Image-backed grounding data
====================
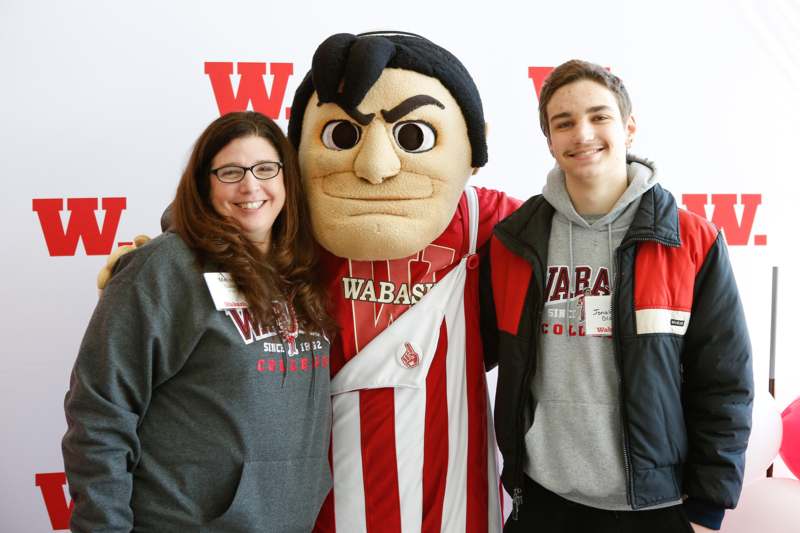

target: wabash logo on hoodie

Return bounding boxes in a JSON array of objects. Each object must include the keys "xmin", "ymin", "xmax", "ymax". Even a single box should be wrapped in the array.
[
  {"xmin": 545, "ymin": 265, "xmax": 610, "ymax": 303},
  {"xmin": 542, "ymin": 265, "xmax": 611, "ymax": 337}
]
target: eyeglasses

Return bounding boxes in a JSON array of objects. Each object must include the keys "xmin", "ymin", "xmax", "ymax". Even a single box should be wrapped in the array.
[{"xmin": 210, "ymin": 161, "xmax": 283, "ymax": 183}]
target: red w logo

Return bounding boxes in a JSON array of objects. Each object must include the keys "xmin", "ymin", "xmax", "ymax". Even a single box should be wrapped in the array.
[
  {"xmin": 205, "ymin": 62, "xmax": 294, "ymax": 119},
  {"xmin": 35, "ymin": 472, "xmax": 72, "ymax": 530},
  {"xmin": 32, "ymin": 197, "xmax": 127, "ymax": 256},
  {"xmin": 528, "ymin": 66, "xmax": 555, "ymax": 99},
  {"xmin": 682, "ymin": 194, "xmax": 767, "ymax": 246}
]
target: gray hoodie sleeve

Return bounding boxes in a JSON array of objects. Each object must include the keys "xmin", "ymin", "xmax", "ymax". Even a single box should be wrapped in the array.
[{"xmin": 62, "ymin": 247, "xmax": 193, "ymax": 532}]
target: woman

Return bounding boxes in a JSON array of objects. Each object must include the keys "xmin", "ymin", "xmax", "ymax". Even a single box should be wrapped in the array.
[{"xmin": 63, "ymin": 112, "xmax": 335, "ymax": 532}]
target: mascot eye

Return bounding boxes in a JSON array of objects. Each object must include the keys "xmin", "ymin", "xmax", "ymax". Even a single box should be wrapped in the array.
[
  {"xmin": 321, "ymin": 120, "xmax": 361, "ymax": 150},
  {"xmin": 393, "ymin": 121, "xmax": 436, "ymax": 153}
]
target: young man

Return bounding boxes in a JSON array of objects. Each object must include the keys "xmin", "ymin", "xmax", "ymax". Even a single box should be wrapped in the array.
[{"xmin": 482, "ymin": 60, "xmax": 753, "ymax": 532}]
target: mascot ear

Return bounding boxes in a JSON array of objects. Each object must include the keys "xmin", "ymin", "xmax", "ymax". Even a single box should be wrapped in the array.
[{"xmin": 472, "ymin": 122, "xmax": 490, "ymax": 176}]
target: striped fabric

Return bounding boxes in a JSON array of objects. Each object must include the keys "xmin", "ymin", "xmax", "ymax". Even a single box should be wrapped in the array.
[{"xmin": 315, "ymin": 188, "xmax": 506, "ymax": 533}]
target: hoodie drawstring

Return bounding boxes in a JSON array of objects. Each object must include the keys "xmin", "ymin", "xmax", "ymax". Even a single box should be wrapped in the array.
[
  {"xmin": 608, "ymin": 223, "xmax": 615, "ymax": 292},
  {"xmin": 568, "ymin": 221, "xmax": 614, "ymax": 330},
  {"xmin": 567, "ymin": 220, "xmax": 574, "ymax": 330}
]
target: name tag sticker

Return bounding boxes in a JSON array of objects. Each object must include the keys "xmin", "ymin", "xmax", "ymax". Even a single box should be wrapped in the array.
[
  {"xmin": 204, "ymin": 272, "xmax": 248, "ymax": 310},
  {"xmin": 585, "ymin": 295, "xmax": 613, "ymax": 336}
]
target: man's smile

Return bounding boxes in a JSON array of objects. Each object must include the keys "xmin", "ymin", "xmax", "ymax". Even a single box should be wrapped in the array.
[{"xmin": 566, "ymin": 146, "xmax": 605, "ymax": 159}]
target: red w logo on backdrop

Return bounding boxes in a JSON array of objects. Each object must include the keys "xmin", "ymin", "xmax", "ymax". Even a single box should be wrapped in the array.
[
  {"xmin": 205, "ymin": 62, "xmax": 294, "ymax": 119},
  {"xmin": 32, "ymin": 197, "xmax": 127, "ymax": 256},
  {"xmin": 529, "ymin": 66, "xmax": 767, "ymax": 246},
  {"xmin": 682, "ymin": 194, "xmax": 767, "ymax": 246},
  {"xmin": 528, "ymin": 66, "xmax": 554, "ymax": 99},
  {"xmin": 35, "ymin": 473, "xmax": 72, "ymax": 530}
]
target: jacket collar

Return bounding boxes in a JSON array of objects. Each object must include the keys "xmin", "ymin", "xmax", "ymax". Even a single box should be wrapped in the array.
[
  {"xmin": 493, "ymin": 195, "xmax": 553, "ymax": 269},
  {"xmin": 624, "ymin": 183, "xmax": 681, "ymax": 247},
  {"xmin": 493, "ymin": 182, "xmax": 681, "ymax": 263}
]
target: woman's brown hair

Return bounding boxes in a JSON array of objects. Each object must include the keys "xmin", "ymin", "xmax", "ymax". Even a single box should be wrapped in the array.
[{"xmin": 172, "ymin": 111, "xmax": 334, "ymax": 336}]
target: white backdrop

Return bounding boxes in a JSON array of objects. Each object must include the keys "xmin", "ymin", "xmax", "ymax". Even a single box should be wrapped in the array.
[{"xmin": 2, "ymin": 0, "xmax": 798, "ymax": 530}]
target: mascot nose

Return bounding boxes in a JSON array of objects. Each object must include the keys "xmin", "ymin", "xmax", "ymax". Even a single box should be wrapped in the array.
[{"xmin": 354, "ymin": 122, "xmax": 401, "ymax": 184}]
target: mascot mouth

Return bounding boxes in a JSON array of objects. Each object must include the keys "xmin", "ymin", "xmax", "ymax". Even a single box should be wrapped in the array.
[{"xmin": 317, "ymin": 171, "xmax": 434, "ymax": 201}]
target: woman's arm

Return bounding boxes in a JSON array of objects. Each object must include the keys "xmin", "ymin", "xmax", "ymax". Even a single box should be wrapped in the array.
[{"xmin": 63, "ymin": 252, "xmax": 185, "ymax": 532}]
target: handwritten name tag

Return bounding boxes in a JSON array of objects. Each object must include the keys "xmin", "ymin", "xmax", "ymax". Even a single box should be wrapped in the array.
[{"xmin": 585, "ymin": 295, "xmax": 613, "ymax": 336}]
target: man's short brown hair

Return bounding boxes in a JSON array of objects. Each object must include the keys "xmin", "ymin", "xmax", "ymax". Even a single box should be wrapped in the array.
[{"xmin": 538, "ymin": 59, "xmax": 632, "ymax": 138}]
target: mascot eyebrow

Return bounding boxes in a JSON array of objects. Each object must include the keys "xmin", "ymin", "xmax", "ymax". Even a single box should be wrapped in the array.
[
  {"xmin": 381, "ymin": 95, "xmax": 445, "ymax": 122},
  {"xmin": 331, "ymin": 94, "xmax": 446, "ymax": 126}
]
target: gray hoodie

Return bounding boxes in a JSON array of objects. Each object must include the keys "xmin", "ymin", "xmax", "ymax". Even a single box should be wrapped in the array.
[
  {"xmin": 524, "ymin": 155, "xmax": 679, "ymax": 510},
  {"xmin": 63, "ymin": 232, "xmax": 332, "ymax": 532}
]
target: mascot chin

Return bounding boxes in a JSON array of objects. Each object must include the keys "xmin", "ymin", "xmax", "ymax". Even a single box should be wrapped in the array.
====================
• **Exercise requirements**
Look through the data above. Copy every line with the string "mascot" in it.

• **Exercise output**
target: mascot eye
target: mascot ear
target: mascot nose
target: mascot mouth
target: mascot eyebrow
target: mascot chin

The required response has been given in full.